• [ACTION ITEM] Which lines run from the one containing "Might I trouble you for the coordinates of the gray" to the end of the entries below? Reproduce them exactly, both ends included.

Top of INFORMATION SUPPLIED

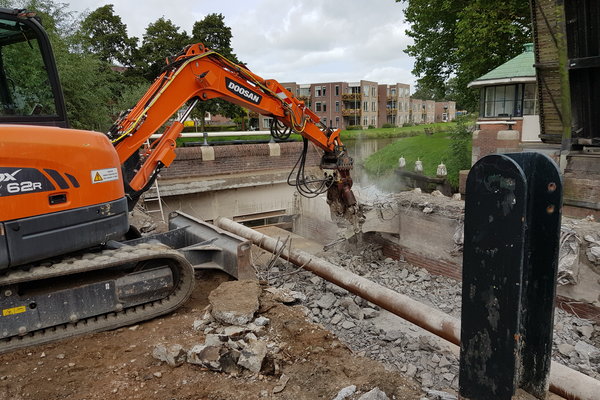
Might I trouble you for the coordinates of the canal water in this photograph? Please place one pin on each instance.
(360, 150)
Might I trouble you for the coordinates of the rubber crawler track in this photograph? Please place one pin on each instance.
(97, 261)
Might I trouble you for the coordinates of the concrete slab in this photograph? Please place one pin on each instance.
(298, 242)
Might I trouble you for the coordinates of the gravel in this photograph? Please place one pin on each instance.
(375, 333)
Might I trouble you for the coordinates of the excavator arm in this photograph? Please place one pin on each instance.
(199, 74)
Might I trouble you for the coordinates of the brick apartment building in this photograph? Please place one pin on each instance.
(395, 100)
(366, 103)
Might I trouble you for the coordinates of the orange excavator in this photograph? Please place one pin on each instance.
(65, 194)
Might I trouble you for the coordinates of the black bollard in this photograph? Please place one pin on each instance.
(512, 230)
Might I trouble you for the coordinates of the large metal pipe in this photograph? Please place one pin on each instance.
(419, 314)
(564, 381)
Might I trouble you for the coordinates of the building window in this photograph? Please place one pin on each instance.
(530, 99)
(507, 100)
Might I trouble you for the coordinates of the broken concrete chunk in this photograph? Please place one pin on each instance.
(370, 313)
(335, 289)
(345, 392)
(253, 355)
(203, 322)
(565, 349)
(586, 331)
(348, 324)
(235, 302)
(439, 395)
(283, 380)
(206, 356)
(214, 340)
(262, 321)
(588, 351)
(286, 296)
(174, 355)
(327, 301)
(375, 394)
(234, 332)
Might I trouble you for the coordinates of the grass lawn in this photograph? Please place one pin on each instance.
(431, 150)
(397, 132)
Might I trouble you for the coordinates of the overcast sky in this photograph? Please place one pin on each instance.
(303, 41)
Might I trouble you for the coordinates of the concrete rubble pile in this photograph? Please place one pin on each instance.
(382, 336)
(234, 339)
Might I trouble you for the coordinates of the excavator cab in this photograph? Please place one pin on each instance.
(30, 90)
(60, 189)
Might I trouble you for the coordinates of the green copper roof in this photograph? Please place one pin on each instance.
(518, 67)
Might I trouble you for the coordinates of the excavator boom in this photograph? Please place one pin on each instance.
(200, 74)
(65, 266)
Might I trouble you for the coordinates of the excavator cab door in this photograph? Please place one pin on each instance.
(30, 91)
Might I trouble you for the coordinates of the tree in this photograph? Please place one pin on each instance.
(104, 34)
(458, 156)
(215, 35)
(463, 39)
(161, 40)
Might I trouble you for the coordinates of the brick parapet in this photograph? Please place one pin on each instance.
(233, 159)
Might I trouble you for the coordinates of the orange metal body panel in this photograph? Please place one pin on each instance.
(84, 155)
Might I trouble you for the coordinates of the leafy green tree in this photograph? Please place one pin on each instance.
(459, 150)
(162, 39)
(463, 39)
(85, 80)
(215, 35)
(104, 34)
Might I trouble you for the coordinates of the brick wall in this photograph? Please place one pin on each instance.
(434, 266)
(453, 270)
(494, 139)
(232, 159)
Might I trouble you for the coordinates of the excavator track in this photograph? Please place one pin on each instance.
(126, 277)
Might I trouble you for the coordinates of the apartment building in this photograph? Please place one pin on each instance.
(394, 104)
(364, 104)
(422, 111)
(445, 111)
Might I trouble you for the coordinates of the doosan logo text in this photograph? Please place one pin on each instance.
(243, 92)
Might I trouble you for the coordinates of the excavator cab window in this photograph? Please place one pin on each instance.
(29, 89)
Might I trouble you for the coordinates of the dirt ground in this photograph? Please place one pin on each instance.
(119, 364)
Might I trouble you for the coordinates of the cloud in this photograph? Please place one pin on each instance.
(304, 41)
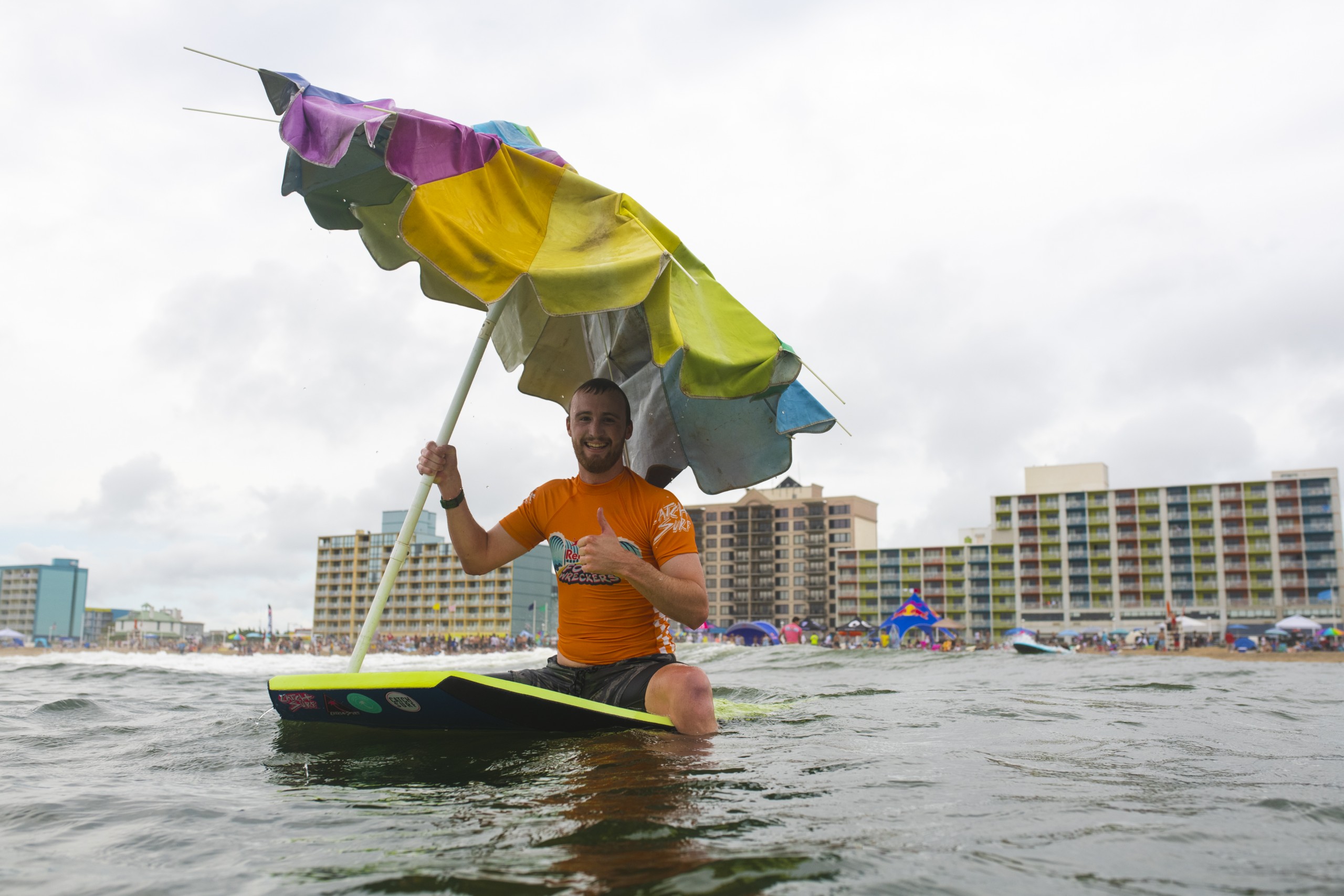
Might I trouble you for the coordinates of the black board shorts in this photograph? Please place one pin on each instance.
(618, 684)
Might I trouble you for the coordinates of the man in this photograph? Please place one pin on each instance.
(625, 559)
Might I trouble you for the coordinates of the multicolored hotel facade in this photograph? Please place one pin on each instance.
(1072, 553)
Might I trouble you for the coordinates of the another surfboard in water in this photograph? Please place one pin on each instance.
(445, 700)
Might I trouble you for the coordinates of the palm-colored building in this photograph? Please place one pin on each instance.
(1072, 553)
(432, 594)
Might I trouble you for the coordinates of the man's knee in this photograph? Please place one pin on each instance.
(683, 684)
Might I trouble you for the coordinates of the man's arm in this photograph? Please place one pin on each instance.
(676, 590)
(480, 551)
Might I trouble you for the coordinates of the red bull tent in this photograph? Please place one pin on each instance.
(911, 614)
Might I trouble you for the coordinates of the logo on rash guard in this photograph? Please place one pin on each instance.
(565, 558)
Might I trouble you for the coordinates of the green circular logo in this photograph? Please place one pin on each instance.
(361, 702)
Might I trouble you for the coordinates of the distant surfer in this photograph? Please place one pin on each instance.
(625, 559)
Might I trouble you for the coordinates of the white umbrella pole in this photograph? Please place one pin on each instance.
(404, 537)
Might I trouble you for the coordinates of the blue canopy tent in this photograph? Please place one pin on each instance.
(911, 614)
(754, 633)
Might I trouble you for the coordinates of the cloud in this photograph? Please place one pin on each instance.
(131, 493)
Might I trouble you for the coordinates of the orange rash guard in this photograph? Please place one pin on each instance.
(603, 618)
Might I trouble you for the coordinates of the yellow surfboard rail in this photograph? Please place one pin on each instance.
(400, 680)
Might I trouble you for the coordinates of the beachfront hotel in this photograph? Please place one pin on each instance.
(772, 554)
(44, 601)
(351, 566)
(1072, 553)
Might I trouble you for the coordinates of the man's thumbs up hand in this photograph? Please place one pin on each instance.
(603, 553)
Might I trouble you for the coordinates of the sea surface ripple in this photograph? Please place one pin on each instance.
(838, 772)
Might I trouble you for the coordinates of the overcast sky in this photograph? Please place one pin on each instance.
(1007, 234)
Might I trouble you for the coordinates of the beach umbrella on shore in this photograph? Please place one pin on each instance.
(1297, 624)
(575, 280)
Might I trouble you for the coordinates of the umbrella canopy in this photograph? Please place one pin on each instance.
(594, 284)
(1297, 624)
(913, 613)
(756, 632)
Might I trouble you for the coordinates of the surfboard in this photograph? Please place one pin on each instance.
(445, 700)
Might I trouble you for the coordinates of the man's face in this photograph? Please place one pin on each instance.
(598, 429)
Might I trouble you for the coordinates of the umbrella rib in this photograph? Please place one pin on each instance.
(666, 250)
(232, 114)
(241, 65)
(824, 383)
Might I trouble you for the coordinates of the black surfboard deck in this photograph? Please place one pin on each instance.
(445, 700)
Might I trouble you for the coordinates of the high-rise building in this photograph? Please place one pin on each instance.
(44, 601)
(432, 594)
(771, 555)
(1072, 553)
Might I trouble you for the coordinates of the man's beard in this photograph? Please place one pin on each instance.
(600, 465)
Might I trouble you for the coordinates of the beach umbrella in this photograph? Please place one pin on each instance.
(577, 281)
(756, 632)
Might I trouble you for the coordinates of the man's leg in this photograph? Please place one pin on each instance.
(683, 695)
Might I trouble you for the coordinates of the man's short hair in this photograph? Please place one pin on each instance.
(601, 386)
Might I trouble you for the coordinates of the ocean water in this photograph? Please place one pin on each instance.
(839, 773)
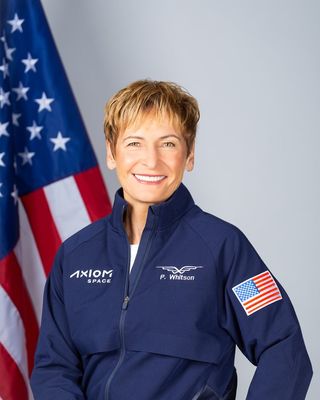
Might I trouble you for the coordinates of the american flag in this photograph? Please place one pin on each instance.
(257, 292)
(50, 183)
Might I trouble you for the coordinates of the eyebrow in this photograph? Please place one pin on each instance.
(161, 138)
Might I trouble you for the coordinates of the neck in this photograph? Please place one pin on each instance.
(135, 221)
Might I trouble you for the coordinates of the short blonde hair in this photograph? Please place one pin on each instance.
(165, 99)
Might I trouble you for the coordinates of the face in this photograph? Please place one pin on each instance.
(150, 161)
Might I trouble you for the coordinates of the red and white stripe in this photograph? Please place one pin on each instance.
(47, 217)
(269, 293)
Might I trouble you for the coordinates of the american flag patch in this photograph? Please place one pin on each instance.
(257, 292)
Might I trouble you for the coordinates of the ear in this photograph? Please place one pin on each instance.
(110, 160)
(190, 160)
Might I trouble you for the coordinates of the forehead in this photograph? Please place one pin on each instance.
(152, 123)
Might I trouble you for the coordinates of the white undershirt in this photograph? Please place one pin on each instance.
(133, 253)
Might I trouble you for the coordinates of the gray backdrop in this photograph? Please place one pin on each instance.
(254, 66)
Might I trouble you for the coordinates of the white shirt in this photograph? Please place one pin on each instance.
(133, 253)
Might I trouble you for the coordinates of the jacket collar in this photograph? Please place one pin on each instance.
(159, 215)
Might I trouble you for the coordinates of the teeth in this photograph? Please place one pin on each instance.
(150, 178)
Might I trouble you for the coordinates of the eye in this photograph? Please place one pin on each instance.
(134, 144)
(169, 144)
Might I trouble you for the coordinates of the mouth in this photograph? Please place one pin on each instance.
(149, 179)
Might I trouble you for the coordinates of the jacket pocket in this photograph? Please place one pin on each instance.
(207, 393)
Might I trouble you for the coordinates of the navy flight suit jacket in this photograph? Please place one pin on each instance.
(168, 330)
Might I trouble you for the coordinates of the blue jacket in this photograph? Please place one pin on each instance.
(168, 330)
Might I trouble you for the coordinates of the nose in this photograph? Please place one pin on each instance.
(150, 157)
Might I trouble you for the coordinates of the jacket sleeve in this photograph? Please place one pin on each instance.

Bottom of INFORMATION SUPPLIED

• [RESPONSE TO THE EXERCISE]
Might I trouble you for the coordinates of the gray backdrop in this photograph? Please place one pin on each instance.
(254, 66)
Might I trouble you for the coordinates of the white shirt in this photograph? Please place one pin on each instance.
(133, 253)
Might I trouble you for the coordinates of the jacket collar in this photograph? Please place one pin on each instance.
(159, 215)
Might I trouble you for the coordinates of the teeth in this photograph? Please place one pin on each instance.
(150, 178)
Might I trouble you for the coordinates of the eye in this photograph? Please place one pin on each instance.
(134, 144)
(169, 144)
Might I trouble you for the coordinates of the mouth in this photograph? Please place one pin on each instance.
(149, 179)
Might I trouble you for the coordinates of the jacket pocket in this photograph? Please place one pin on each instance.
(207, 393)
Might I trouble you for the coordinates of the navy flight suit jacket in this photograph? Please place one pin on each instance.
(168, 330)
Might I trouble you for the coordinates of the blue jacket in this photograph? Please place one pin on each instance.
(168, 330)
Might I trouble you for the coordinates of the nose in this photograph? Please place one pin on each instance.
(150, 157)
Might I trouble you for the coordinates of the jacket sleeve in this photograph? Please place one pin on each instance.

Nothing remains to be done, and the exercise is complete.